What to produce:
Copy the items below from the line containing "locate the house roof in the photo below." down to the end of the items, requests included, and give only those lines. Multiply every coordinate in the answers by 0.9 and round each result to a whole number, with halves rounding up.

Recorded data:
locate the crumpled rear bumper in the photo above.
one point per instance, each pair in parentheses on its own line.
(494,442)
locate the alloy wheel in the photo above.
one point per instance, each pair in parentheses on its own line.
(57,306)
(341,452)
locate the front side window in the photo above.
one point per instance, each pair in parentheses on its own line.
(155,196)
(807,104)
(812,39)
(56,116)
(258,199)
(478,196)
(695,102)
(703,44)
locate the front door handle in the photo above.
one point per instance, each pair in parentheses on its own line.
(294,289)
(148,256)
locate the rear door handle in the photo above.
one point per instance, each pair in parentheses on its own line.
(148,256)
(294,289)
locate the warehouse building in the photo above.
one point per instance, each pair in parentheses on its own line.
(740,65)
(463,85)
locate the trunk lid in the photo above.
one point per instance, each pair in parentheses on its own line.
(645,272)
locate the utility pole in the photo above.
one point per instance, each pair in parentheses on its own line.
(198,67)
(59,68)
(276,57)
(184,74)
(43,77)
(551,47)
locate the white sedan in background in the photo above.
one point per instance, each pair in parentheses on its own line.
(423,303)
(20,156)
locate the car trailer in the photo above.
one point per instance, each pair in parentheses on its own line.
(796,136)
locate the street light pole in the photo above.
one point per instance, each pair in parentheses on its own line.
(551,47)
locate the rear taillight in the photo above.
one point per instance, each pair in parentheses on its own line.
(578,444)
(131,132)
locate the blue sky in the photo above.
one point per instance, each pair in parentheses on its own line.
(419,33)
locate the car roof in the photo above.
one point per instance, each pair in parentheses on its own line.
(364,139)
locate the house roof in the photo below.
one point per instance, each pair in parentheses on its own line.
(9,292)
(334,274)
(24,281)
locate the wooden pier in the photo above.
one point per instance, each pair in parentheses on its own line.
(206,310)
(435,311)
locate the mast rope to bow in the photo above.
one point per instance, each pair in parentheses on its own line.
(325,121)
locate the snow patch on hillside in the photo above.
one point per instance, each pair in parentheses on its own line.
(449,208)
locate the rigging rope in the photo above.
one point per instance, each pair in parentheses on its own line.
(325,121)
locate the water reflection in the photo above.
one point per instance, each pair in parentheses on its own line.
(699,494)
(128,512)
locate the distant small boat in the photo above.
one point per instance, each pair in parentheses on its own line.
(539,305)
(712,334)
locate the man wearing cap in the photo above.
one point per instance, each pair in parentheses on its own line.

Result of the task:
locate the house roof in the photo below.
one point per instance, each pair in parentheses on its own line.
(8,263)
(301,247)
(22,253)
locate the wooden pier in the photo above.
one point per instance, each pair in parentheses on its own line.
(185,279)
(392,280)
locate the mast rope to bow in the photo above.
one point per instance, each pair in parentheses on its own line.
(293,109)
locate the snow patch on hillside in the photo above.
one point per instance, each pair in parentheses on its own line.
(404,187)
locate the rigging rope in the photo above.
one point per instance, each pair in parentheses on its own line.
(293,109)
locate the water reflection in the photo above.
one point per instance, each pair in parentheses on its own line.
(629,445)
(115,461)
locate the distant small boat in the photo above.
one point per instance, each pair in parentheses on its own line.
(485,275)
(641,301)
locate the man wearing cap in the photo above.
one point per instance, each pair in parentheses on its own line.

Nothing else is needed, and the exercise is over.